Изучаемый текст:
##########

Проблема, во-первых, в том, что сеть центров у нас редкая. Для 100-тысячных и более крупных городов расчетное среднее расстояние ближайшего соседства превышает 300 км. Даже в Центральном федеральном округе - более 100 км. Без МСР (с 44% городов округа) это 160 км. В ядре Евросоюза вдвое меньше: 80 км, от 45 в Нидерландах до 115 во Франции. Какая разница, 80 или 160? Немалая! Радиус рядовых агломерационных зон составляет от 25-30 до 50-60 км, в среднем примерно 40. Поэтому в зарубежной Европе они сомкнутся на прямой линии между городами-ядрами. В центре России половина пути в 160 км остаётся вне агломераций, очагов концентрации населения и развития, а люди в этих промежутках живут. Но как же США, Китай, другие обширные страны, где большие города разделяют не менее 100-150 км? Тут очень важен транспорт. Высокоскоростное наземное движение у нас есть между Москвой и Петербургом и мало где ещё; воздушное с 1990 г. тоже сжалось к столичному узлу (Тархов 2018). Так что первая причина -разреженность городского социально-экономического пространства. Так, в Центральном

районе вне МСР не хватает как минимум 10 больших городов, а в освоенной части всей Европейской России - 64 городов (Нефедова 2013 :300).

Вторая проблема - это централизация управления, о которой уже шла речь, а также особая роль административной и столичной ренты, следствия концентрации элит и выгод для бизнеса, политических, творческих и прочих карьер, даже для рядовой жизни, связанных с близостью к центрам принятия решений (Зубаревич 2012). Пока это так, в регионах будут расти в основном их центры, а в стране в целом - МСР.

Третья причина в том, что с некоторых пор Россия не совсем повторяет западные стадии урбанизации и может не дождаться её разворота. Массовая дезурбанизация наряду со стягиванием в города постоянных жителей у нас давно идёт в особом дачном виде или, как говорят западные коллеги, на базе второго дома (Roca 2013 и др.). Это связано с сезонностью климата, глубиной дачной традиции, теснотой городских квартир и широтой функций наших дач, включая чуждую западным странам подсобно-аграрную для самоснабжения, если продукты дефицитны или резко дорожают (Нефедова, Аверкиева, Махрова 2016). Дача - это и жилая, земельная недвижимость, т. е. собственность, отдых с близостью к природе, место для основных или альтернативных занятий (хобби) в иной среде, убежище от сует, ритмов и рисков мегаполиса6.

##########

Сведения:

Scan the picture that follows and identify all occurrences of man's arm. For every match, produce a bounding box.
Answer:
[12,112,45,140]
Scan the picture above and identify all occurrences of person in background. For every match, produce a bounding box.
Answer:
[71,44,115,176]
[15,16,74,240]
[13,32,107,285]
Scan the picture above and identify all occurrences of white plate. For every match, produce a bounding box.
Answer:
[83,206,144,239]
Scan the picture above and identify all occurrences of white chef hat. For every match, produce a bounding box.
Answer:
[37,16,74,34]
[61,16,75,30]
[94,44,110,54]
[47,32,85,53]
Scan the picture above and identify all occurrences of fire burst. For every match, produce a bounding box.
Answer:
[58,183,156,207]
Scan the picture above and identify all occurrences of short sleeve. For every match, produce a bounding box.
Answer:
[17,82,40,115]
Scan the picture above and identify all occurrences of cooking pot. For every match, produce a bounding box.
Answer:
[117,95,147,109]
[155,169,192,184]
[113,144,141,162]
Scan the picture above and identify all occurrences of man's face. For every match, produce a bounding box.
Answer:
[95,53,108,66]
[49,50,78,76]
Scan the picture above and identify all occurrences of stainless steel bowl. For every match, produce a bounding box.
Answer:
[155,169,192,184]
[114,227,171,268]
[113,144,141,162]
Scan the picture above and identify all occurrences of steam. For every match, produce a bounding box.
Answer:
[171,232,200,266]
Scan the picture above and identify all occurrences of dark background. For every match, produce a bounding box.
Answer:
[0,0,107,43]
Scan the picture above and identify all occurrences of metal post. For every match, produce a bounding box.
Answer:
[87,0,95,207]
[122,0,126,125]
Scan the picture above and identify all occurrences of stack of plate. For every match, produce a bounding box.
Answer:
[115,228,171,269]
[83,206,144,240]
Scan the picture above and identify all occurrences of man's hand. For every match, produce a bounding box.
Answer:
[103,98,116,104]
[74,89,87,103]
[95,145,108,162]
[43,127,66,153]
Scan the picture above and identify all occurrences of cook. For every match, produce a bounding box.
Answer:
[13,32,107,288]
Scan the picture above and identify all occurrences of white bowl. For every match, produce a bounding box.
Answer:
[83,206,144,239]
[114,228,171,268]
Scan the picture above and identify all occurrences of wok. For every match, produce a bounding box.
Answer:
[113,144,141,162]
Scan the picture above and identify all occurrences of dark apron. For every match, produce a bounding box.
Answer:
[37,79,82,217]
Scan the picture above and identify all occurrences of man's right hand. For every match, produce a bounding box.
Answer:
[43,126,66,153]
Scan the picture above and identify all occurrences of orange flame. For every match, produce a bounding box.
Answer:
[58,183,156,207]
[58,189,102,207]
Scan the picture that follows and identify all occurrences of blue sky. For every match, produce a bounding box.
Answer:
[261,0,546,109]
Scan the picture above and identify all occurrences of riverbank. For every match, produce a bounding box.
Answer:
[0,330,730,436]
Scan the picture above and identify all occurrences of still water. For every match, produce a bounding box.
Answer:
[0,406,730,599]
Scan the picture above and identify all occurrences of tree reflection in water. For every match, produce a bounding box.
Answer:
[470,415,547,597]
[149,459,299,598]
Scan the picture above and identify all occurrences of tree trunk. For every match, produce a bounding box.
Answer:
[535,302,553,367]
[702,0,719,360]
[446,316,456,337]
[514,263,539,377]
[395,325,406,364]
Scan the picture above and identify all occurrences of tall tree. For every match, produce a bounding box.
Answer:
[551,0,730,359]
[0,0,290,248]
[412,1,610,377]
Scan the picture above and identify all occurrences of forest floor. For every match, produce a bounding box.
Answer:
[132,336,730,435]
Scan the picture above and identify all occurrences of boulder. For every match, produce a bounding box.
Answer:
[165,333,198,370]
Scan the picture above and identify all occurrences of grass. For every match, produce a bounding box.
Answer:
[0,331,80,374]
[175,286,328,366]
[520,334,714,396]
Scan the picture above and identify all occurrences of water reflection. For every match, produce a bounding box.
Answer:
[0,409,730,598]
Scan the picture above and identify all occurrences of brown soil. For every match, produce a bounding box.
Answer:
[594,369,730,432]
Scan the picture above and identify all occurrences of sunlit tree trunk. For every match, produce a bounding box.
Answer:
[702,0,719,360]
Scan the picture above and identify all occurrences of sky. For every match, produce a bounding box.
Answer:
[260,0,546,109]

##########

Задание:
Определите, соответствуют ли приведенные ниже утверждения тексту о городах и урбанизации в России. Ответьте «да» или «нет» и подкрепите каждый ответ точной цитатой из текста.
(a) В ядре Евросоюза расчетное среднее расстояние ближайшего соседства между городами составляет 80 км.
(b) Высокоскоростное наземное движение в России связывает многие крупные города.
(c) Радиус рядовых агломерационных зон в среднем составляет примерно 40 км.

Решение:
(a) Да: «В ядре Евросоюза вдвое меньше: 80 км».
(b) Нет: «Высокоскоростное наземное движение у нас есть между Москвой и Петербургом и мало где ещё».
(c) Да: «Радиус рядовых агломерационных зон составляет от 25-30 до 50-60 км, в среднем примерно 40».